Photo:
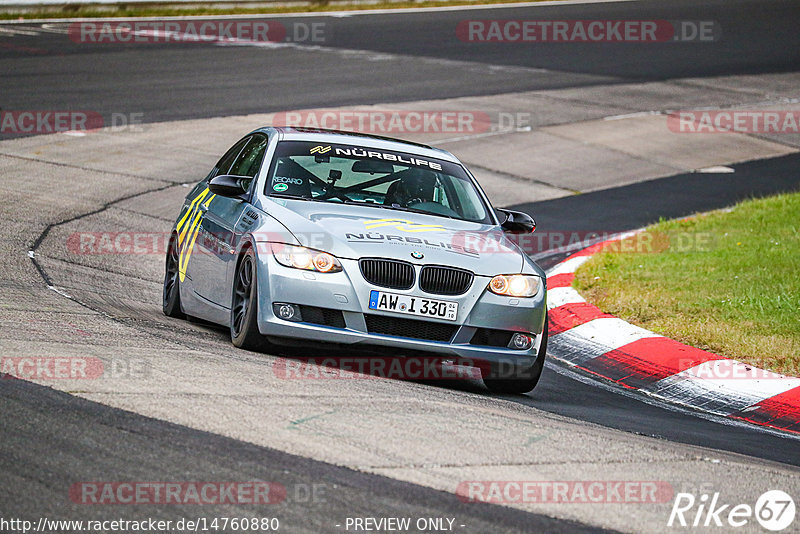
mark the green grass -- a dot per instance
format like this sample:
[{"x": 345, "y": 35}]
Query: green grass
[
  {"x": 728, "y": 281},
  {"x": 170, "y": 10}
]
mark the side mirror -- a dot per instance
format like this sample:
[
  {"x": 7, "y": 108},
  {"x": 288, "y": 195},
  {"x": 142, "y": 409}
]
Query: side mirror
[
  {"x": 228, "y": 185},
  {"x": 516, "y": 222}
]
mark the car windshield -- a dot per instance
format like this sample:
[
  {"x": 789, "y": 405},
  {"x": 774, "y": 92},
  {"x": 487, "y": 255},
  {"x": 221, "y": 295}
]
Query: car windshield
[{"x": 374, "y": 177}]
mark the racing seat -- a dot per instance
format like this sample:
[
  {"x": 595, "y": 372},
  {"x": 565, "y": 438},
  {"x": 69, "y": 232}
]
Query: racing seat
[
  {"x": 294, "y": 177},
  {"x": 414, "y": 185}
]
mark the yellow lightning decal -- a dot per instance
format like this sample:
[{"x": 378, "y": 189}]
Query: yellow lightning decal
[
  {"x": 188, "y": 227},
  {"x": 403, "y": 225}
]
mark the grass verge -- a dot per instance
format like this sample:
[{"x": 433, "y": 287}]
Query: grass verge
[
  {"x": 176, "y": 10},
  {"x": 728, "y": 281}
]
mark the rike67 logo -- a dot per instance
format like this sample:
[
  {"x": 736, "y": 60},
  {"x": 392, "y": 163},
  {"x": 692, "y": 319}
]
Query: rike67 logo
[{"x": 774, "y": 510}]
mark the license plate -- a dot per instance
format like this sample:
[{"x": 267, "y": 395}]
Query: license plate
[{"x": 411, "y": 305}]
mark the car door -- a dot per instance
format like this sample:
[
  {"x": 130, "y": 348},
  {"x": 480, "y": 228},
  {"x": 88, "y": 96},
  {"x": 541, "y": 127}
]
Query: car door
[{"x": 218, "y": 230}]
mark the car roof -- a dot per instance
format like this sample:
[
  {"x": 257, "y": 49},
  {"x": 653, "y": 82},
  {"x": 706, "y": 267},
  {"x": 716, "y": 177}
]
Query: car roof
[{"x": 319, "y": 135}]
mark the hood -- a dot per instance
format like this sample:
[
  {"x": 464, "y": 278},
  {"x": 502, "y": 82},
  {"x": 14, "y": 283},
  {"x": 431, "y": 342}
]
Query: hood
[{"x": 352, "y": 232}]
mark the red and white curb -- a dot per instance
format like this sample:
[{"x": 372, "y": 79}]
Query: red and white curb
[{"x": 582, "y": 336}]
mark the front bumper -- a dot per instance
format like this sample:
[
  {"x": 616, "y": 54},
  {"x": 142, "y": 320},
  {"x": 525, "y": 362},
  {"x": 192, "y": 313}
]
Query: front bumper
[{"x": 348, "y": 292}]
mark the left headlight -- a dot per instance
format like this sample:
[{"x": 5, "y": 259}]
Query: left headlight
[
  {"x": 515, "y": 285},
  {"x": 305, "y": 258}
]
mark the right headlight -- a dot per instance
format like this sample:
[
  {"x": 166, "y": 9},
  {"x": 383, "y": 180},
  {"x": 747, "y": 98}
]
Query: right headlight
[
  {"x": 515, "y": 285},
  {"x": 305, "y": 258}
]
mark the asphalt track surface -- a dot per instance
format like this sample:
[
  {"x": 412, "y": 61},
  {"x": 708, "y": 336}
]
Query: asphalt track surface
[
  {"x": 193, "y": 81},
  {"x": 181, "y": 81}
]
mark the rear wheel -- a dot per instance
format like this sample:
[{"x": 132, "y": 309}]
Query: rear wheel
[
  {"x": 244, "y": 305},
  {"x": 497, "y": 377},
  {"x": 171, "y": 298}
]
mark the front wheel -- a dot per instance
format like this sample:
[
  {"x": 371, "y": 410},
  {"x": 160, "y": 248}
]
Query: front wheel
[
  {"x": 497, "y": 377},
  {"x": 171, "y": 297},
  {"x": 244, "y": 305}
]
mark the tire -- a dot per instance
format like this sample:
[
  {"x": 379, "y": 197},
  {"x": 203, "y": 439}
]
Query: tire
[
  {"x": 244, "y": 305},
  {"x": 171, "y": 295},
  {"x": 525, "y": 380}
]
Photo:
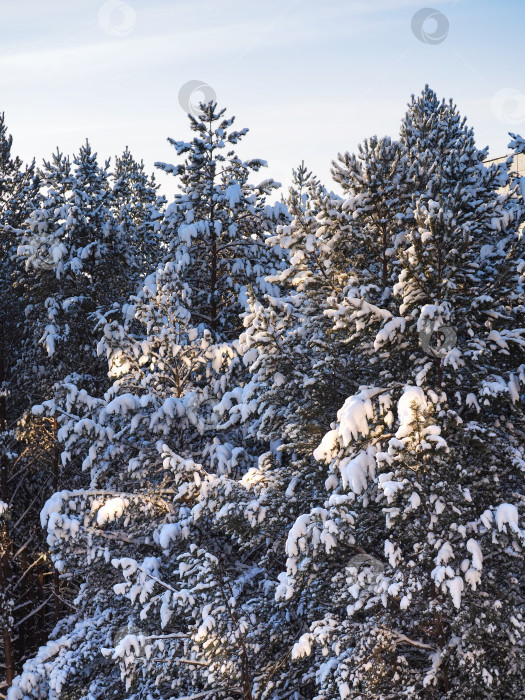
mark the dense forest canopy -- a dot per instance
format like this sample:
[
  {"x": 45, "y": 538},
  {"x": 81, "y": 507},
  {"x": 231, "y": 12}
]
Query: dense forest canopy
[{"x": 264, "y": 449}]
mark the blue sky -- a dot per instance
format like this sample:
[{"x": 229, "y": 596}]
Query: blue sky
[{"x": 310, "y": 79}]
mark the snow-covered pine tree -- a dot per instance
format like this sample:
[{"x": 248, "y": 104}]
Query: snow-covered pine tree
[
  {"x": 18, "y": 195},
  {"x": 411, "y": 568},
  {"x": 217, "y": 227},
  {"x": 192, "y": 613},
  {"x": 138, "y": 211}
]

************

Work required:
Return all of the entries above verbatim, line for line, leaving out the pictures.

Output for this task:
Photo:
mark the green grass -- a dot per instance
format like this sample:
[{"x": 345, "y": 35}]
Query: green grass
[
  {"x": 728, "y": 281},
  {"x": 170, "y": 10}
]
mark the side mirror -- a dot per instance
format like this sample:
[
  {"x": 7, "y": 108},
  {"x": 288, "y": 195},
  {"x": 142, "y": 409}
]
Query: side mirror
[
  {"x": 228, "y": 185},
  {"x": 516, "y": 222}
]
mark the car windshield -- a dot per instance
format like this sample:
[
  {"x": 789, "y": 405},
  {"x": 774, "y": 92},
  {"x": 487, "y": 255},
  {"x": 221, "y": 295}
]
Query: car windshield
[{"x": 374, "y": 177}]
mark the racing seat -- a dot per instance
format like this sample:
[
  {"x": 595, "y": 372},
  {"x": 565, "y": 438},
  {"x": 69, "y": 232}
]
Query: racing seat
[
  {"x": 294, "y": 177},
  {"x": 414, "y": 185}
]
mark the yellow lightning decal -- a dot per instance
format like this sample:
[{"x": 378, "y": 189}]
Query: yellow lightning decal
[
  {"x": 188, "y": 227},
  {"x": 403, "y": 225}
]
mark the grass verge -- a dot per instance
format like this sample:
[{"x": 433, "y": 287}]
Query: grass verge
[
  {"x": 176, "y": 10},
  {"x": 728, "y": 281}
]
mark the rike67 logo -- a dot per instance
format like this sample:
[
  {"x": 736, "y": 60},
  {"x": 392, "y": 163},
  {"x": 692, "y": 319}
]
Query: rike67 logo
[{"x": 774, "y": 510}]
mark the license plate -- a dot per instance
format like this sample:
[{"x": 267, "y": 395}]
Query: license plate
[{"x": 411, "y": 305}]
mark the car door -- a dot per instance
format like this sample:
[
  {"x": 130, "y": 348},
  {"x": 480, "y": 228},
  {"x": 88, "y": 96},
  {"x": 541, "y": 127}
]
Query: car door
[{"x": 218, "y": 230}]
mark the car roof -- a dot per instance
format like this sample:
[
  {"x": 257, "y": 49},
  {"x": 653, "y": 82},
  {"x": 706, "y": 267},
  {"x": 716, "y": 177}
]
Query: car roof
[{"x": 319, "y": 135}]
mark the hood -- a dot per instance
format like this sample:
[
  {"x": 464, "y": 278},
  {"x": 502, "y": 82},
  {"x": 14, "y": 283},
  {"x": 431, "y": 342}
]
Query: hood
[{"x": 352, "y": 232}]
mark the red and white curb -- a dot per instance
format like this sample:
[{"x": 372, "y": 79}]
Query: red and white curb
[{"x": 582, "y": 336}]
mark the front bumper -- a dot per instance
format like this sample:
[
  {"x": 616, "y": 54},
  {"x": 142, "y": 320},
  {"x": 525, "y": 362},
  {"x": 192, "y": 313}
]
Query: front bumper
[{"x": 348, "y": 292}]
mark the left headlight -- a dot per instance
format like this sample:
[{"x": 5, "y": 259}]
Query: left headlight
[
  {"x": 515, "y": 285},
  {"x": 305, "y": 258}
]
mark the right headlight -- a dot per instance
format like this sample:
[
  {"x": 166, "y": 9},
  {"x": 383, "y": 180},
  {"x": 747, "y": 98}
]
Query: right headlight
[
  {"x": 515, "y": 285},
  {"x": 305, "y": 258}
]
mark the asphalt track surface -- a dot per instance
format like this sample:
[
  {"x": 412, "y": 61},
  {"x": 708, "y": 336}
]
Query: asphalt track surface
[
  {"x": 193, "y": 81},
  {"x": 181, "y": 81}
]
mark the rear wheel -- a dot per instance
format like this sample:
[{"x": 132, "y": 309}]
Query: rear wheel
[
  {"x": 244, "y": 305},
  {"x": 497, "y": 377},
  {"x": 171, "y": 298}
]
mark the front wheel -- a dot per instance
format like this sample:
[
  {"x": 371, "y": 410},
  {"x": 160, "y": 248}
]
Query: front wheel
[
  {"x": 497, "y": 377},
  {"x": 171, "y": 297},
  {"x": 244, "y": 305}
]
mark the tire -- a dot per instance
format like this sample:
[
  {"x": 379, "y": 197},
  {"x": 203, "y": 439}
]
Query: tire
[
  {"x": 244, "y": 305},
  {"x": 171, "y": 295},
  {"x": 525, "y": 380}
]
Photo:
mark the dense forest canopy -- a dot per instance
format like this sample:
[
  {"x": 45, "y": 538},
  {"x": 81, "y": 507},
  {"x": 231, "y": 12}
]
Query: dense forest canopy
[{"x": 264, "y": 449}]
mark the blue sky -- a dot per instance
format like this sample:
[{"x": 229, "y": 596}]
Query: blue sky
[{"x": 310, "y": 79}]
mark the snow-covered pine tree -- a dot per instance
format like this sample:
[{"x": 248, "y": 104}]
Query: snow-covered pine tree
[
  {"x": 18, "y": 195},
  {"x": 411, "y": 568},
  {"x": 217, "y": 227},
  {"x": 192, "y": 613},
  {"x": 138, "y": 211}
]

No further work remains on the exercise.